TO BE DONE →
**a)** Answer these from the text on Michael Andrew Gielen:
(i) Since when has Gielen served as Bishop of Christchurch?
(ii) Which school did he attend for his secondary education?
(iii) Who ordained him as a priest?
**b)** From the text on Michael Andrew Gielen, return the passage starting with "Michael Andrew Gielen" and going on through "Diocese of Auckland.", copied word for word.

SOURCE EXCERPT →
Michael Andrew Gielen (born 2 June 1971) is a New Zealand prelate of the Roman Catholic Church. He has served as the eleventh Bishop of Christchurch, New Zealand since May 2022. Gielen was previously auxiliary Bishop of the Diocese of Auckland.

Early life and education 
Gielen was  born in Cambridge and raised in Tokoroa, the son of Henk and Maureen Gielen and the oldest of six siblings. He received his secondary education at Forest View High School, Tokoroa. After studying at Holy Cross Seminary (then located in Mosgiel), he was ordained as a priest in 1997 in Tokoroa by Bishop Max Mariu, SM, Auxiliary Bishop of Hamilton, New Zealand, the first Maori Catholic bishop. Gielen was the only priest ever ordained by Bishop Mariu. He worked in parish ministry in the Hamilton diocese serving in parishes in the East Coast, Waikato, North Waikato and Raglan. He studied at the Franciscan University of Steubenville and at the Gregorian University in Rome. From 2014 until 2019, he served as director of formation at Holy Cross Seminary in Auckland.

LISTED RECORDS →
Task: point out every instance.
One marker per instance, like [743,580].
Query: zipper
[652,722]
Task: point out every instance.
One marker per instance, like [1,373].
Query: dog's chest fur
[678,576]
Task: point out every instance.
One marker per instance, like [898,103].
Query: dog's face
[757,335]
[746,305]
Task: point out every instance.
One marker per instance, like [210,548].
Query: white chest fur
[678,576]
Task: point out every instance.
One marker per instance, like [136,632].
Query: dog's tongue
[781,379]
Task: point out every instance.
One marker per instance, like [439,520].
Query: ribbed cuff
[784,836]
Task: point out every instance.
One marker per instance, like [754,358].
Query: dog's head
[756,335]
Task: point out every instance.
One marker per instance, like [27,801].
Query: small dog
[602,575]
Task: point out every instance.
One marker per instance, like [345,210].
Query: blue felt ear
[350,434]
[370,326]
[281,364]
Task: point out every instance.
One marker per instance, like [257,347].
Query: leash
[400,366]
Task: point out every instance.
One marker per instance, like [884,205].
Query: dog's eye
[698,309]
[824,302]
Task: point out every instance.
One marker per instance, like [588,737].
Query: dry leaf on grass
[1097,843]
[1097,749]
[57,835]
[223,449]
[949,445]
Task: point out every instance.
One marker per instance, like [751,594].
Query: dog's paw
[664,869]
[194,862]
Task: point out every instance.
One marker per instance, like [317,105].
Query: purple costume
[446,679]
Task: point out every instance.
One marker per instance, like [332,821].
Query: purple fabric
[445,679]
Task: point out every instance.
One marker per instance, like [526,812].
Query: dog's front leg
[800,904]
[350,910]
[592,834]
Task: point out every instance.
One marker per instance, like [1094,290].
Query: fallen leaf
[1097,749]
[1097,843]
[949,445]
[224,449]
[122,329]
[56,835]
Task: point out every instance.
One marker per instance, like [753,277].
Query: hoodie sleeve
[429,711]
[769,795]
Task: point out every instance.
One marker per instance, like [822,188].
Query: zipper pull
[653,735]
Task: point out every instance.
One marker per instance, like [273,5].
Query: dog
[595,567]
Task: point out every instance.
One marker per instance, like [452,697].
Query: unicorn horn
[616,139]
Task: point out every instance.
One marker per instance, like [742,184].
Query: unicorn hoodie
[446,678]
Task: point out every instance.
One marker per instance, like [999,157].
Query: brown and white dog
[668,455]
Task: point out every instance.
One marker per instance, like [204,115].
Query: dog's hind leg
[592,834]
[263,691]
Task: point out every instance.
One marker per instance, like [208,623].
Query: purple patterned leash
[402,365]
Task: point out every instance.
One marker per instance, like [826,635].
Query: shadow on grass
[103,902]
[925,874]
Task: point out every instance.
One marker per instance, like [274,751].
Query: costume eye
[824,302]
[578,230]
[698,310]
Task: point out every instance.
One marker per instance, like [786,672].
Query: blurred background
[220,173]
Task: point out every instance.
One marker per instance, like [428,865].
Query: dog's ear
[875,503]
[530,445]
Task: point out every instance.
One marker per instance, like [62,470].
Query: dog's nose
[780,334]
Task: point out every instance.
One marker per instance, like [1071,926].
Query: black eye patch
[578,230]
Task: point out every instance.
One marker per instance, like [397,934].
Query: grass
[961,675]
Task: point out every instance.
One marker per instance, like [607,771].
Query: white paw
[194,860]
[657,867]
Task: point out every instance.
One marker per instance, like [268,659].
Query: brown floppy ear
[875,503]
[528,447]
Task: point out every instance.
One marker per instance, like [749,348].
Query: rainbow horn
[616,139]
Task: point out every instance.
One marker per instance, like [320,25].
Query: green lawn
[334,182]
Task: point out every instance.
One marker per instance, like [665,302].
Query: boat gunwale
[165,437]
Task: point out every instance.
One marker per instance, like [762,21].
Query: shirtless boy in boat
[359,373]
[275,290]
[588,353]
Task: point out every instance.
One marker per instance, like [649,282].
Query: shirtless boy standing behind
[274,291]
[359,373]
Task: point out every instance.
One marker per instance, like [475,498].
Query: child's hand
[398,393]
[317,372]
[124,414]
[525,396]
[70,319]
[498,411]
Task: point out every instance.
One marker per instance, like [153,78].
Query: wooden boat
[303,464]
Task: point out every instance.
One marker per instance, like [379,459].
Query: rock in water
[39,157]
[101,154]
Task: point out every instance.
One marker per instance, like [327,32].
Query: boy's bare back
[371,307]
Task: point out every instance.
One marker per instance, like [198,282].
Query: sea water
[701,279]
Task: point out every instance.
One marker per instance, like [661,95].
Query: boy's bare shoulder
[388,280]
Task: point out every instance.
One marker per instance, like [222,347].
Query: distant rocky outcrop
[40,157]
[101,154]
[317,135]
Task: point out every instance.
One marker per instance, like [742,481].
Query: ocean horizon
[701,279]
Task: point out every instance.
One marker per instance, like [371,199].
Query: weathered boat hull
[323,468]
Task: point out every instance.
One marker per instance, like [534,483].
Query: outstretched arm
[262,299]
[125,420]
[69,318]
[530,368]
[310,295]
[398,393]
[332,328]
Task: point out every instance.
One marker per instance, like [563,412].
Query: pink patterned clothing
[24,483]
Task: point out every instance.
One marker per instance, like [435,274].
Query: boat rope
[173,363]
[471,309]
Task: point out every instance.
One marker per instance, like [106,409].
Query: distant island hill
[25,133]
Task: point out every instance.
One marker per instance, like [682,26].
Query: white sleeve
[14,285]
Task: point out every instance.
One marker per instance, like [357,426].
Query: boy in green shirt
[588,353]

RESPONSES BY TASK →
**a)**
(i) Since May 2022.
(ii) Forest View High School, Tokoroa.
(iii) Bishop Max Mariu, SM, Auxiliary Bishop of Hamilton, New Zealand.

**b)**
Michael Andrew Gielen (born 2 June 1971) is a New Zealand prelate of the Roman Catholic Church. He has served as the eleventh Bishop of Christchurch, New Zealand since May 2022. Gielen was previously auxiliary Bishop of the Diocese of Auckland.